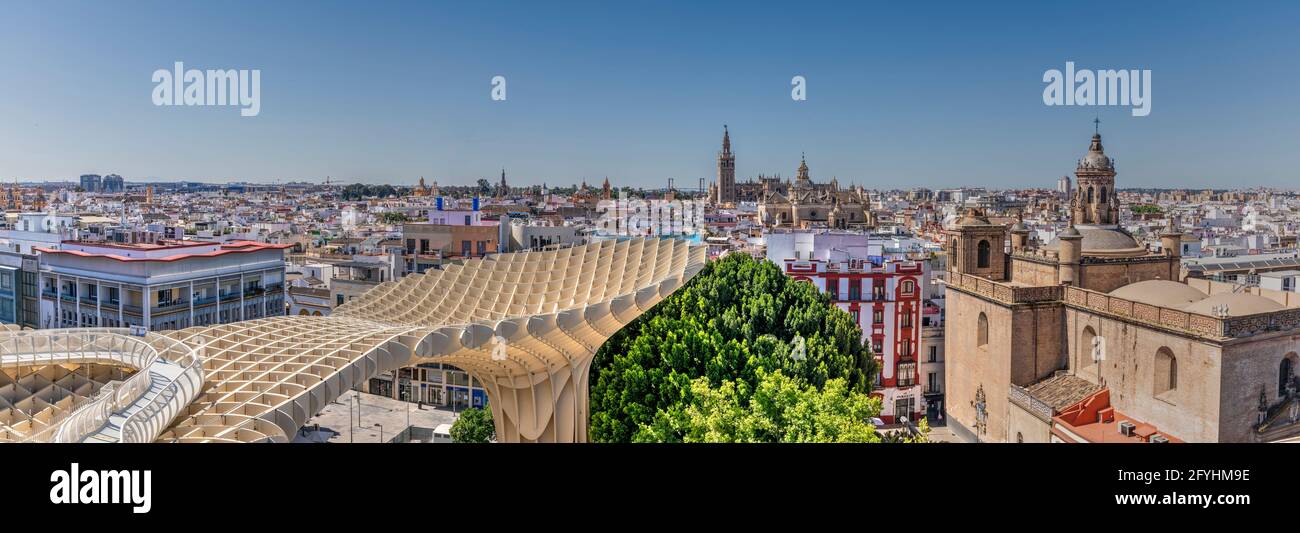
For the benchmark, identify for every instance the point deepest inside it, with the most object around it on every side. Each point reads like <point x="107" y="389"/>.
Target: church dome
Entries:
<point x="1104" y="242"/>
<point x="1236" y="303"/>
<point x="1161" y="293"/>
<point x="1096" y="157"/>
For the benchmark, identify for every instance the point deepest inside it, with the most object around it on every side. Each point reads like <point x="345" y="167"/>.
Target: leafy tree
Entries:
<point x="780" y="410"/>
<point x="473" y="425"/>
<point x="693" y="367"/>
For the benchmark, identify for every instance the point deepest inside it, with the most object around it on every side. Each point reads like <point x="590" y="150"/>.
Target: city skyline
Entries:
<point x="390" y="95"/>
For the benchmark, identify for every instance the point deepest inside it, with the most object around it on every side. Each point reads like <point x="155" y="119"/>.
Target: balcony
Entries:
<point x="172" y="304"/>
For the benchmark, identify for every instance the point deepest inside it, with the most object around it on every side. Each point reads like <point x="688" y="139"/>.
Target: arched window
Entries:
<point x="1088" y="352"/>
<point x="1166" y="371"/>
<point x="1286" y="373"/>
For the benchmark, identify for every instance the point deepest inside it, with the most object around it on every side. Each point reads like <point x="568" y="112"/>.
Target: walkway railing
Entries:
<point x="81" y="346"/>
<point x="146" y="424"/>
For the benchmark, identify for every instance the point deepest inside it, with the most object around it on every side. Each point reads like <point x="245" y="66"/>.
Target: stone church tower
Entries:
<point x="1095" y="202"/>
<point x="976" y="246"/>
<point x="726" y="172"/>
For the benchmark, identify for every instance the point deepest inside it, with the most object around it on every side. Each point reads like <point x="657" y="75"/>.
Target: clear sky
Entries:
<point x="898" y="94"/>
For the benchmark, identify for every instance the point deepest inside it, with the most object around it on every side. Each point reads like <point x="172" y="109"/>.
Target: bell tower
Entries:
<point x="726" y="172"/>
<point x="1095" y="202"/>
<point x="976" y="246"/>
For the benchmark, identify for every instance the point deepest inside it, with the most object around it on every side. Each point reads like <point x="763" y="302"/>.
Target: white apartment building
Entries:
<point x="163" y="285"/>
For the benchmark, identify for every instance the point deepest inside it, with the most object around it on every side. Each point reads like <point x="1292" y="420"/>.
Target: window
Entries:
<point x="1091" y="347"/>
<point x="1166" y="372"/>
<point x="906" y="375"/>
<point x="1286" y="375"/>
<point x="904" y="407"/>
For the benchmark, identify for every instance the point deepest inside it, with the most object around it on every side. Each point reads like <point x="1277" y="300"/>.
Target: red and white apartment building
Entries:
<point x="887" y="294"/>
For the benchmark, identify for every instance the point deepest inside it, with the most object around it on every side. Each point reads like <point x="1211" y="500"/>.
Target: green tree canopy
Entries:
<point x="716" y="362"/>
<point x="473" y="425"/>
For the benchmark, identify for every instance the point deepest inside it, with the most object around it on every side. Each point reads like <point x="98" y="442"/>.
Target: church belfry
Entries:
<point x="976" y="246"/>
<point x="726" y="172"/>
<point x="1095" y="202"/>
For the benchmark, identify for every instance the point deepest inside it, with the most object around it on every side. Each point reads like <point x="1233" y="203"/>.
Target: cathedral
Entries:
<point x="1092" y="337"/>
<point x="801" y="204"/>
<point x="806" y="204"/>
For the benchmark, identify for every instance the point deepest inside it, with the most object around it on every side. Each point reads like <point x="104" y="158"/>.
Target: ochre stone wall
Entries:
<point x="1129" y="369"/>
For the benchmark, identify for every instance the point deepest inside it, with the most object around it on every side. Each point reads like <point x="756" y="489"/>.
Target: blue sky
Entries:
<point x="898" y="95"/>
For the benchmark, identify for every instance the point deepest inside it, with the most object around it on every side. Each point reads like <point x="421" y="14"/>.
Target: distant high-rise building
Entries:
<point x="91" y="182"/>
<point x="1064" y="186"/>
<point x="113" y="183"/>
<point x="726" y="172"/>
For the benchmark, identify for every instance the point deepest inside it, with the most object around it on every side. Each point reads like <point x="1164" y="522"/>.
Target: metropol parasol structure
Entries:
<point x="527" y="325"/>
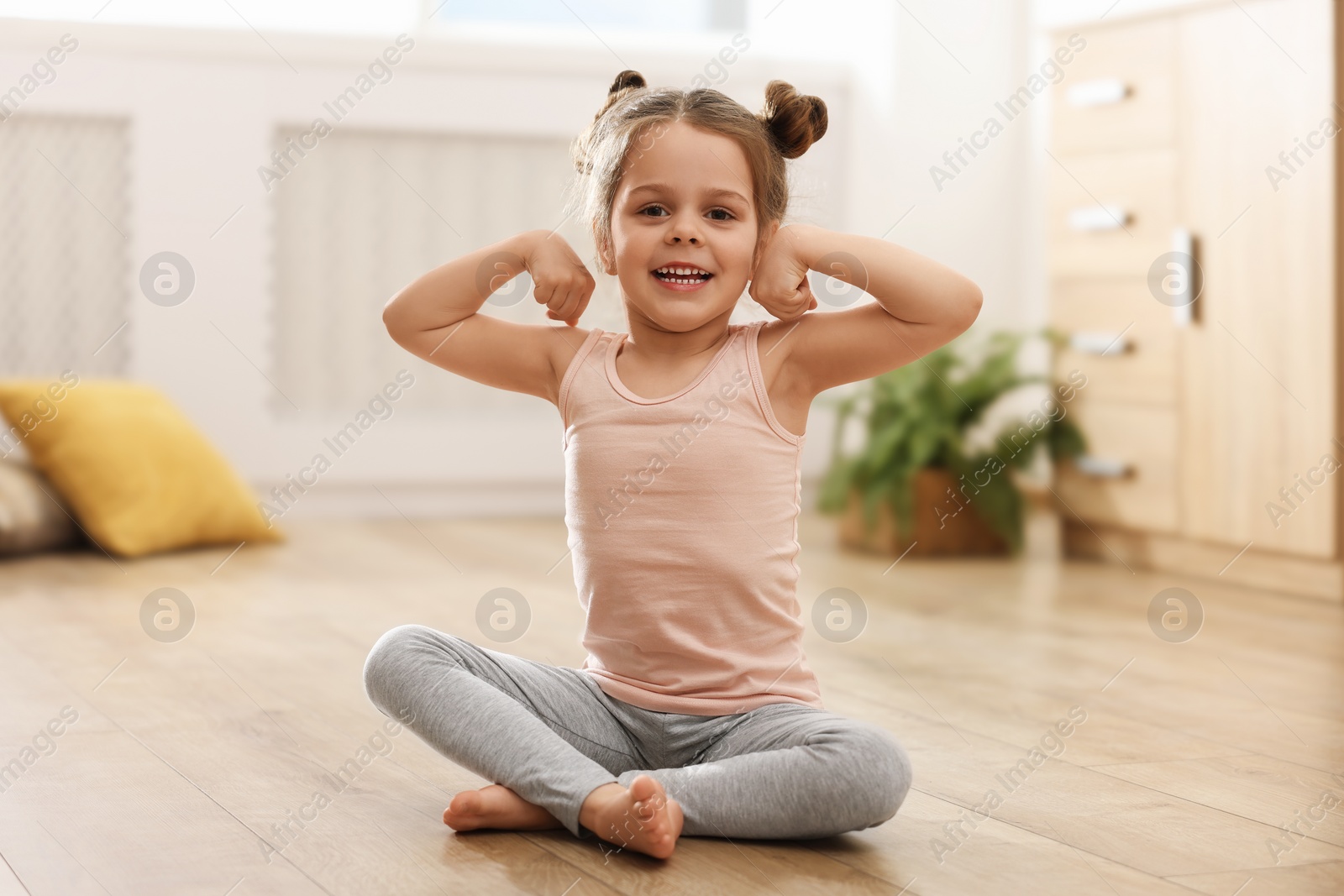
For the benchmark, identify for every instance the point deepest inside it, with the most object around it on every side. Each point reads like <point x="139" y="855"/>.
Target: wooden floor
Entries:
<point x="186" y="755"/>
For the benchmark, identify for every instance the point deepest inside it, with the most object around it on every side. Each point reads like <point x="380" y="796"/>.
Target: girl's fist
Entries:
<point x="780" y="281"/>
<point x="559" y="278"/>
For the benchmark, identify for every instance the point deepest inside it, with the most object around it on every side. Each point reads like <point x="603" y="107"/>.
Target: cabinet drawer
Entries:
<point x="1117" y="92"/>
<point x="1110" y="215"/>
<point x="1124" y="317"/>
<point x="1139" y="438"/>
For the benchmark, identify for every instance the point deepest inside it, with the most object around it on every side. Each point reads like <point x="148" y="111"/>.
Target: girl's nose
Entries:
<point x="685" y="231"/>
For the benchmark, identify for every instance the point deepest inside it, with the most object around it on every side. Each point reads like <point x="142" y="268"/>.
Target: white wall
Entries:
<point x="902" y="82"/>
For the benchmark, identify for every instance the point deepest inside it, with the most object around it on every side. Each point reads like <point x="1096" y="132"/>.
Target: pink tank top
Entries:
<point x="683" y="523"/>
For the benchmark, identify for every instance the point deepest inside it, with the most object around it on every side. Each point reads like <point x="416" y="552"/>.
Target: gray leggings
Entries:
<point x="551" y="735"/>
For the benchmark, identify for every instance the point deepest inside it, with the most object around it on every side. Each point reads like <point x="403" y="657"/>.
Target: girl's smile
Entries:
<point x="682" y="277"/>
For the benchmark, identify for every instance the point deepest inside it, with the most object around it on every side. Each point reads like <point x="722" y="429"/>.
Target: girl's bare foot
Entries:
<point x="497" y="808"/>
<point x="640" y="819"/>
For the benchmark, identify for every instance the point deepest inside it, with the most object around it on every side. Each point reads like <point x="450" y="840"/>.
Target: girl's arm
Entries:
<point x="436" y="316"/>
<point x="921" y="305"/>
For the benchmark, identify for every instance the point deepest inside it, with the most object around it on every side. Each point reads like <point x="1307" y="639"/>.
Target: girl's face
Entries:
<point x="683" y="226"/>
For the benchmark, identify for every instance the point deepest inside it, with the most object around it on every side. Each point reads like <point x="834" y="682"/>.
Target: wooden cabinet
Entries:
<point x="1214" y="121"/>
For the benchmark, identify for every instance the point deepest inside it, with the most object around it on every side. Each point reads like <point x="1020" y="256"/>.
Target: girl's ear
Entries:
<point x="763" y="241"/>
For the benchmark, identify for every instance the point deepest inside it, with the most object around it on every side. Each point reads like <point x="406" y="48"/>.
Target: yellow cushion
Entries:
<point x="134" y="472"/>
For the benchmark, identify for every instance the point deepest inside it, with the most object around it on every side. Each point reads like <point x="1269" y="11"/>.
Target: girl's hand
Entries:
<point x="559" y="278"/>
<point x="780" y="284"/>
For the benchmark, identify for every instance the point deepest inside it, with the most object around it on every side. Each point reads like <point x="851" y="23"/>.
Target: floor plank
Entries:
<point x="188" y="758"/>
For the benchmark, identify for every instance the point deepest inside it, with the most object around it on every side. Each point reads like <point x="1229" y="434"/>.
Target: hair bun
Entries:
<point x="628" y="78"/>
<point x="795" y="120"/>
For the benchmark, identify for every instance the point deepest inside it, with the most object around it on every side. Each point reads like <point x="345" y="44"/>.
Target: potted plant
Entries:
<point x="916" y="485"/>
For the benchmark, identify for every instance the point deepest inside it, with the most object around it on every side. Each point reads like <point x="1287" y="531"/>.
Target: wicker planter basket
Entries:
<point x="941" y="528"/>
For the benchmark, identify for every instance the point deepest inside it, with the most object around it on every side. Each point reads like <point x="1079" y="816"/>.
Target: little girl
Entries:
<point x="696" y="711"/>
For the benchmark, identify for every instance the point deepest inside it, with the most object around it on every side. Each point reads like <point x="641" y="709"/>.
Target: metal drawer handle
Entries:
<point x="1099" y="343"/>
<point x="1104" y="92"/>
<point x="1102" y="468"/>
<point x="1099" y="217"/>
<point x="1184" y="277"/>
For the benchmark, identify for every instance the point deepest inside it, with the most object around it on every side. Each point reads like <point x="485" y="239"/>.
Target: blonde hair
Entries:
<point x="785" y="128"/>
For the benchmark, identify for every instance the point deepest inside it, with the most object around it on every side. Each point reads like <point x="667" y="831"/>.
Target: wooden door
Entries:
<point x="1258" y="364"/>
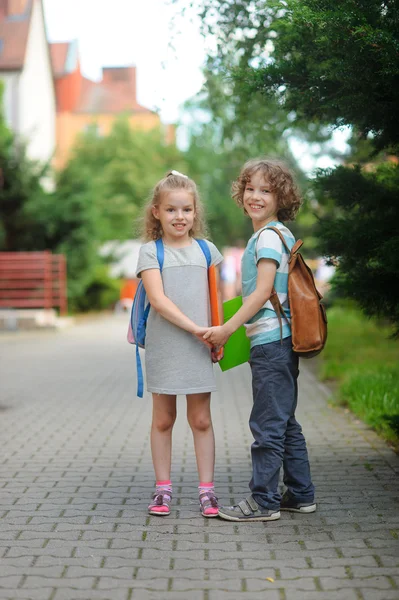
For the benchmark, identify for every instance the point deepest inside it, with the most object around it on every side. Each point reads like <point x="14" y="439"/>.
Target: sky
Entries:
<point x="166" y="48"/>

-- -- --

DIRECTIVE: Count the lines in the listing above that contain the word "stone" and reply with that number alone.

SOLUTION BELOW: 2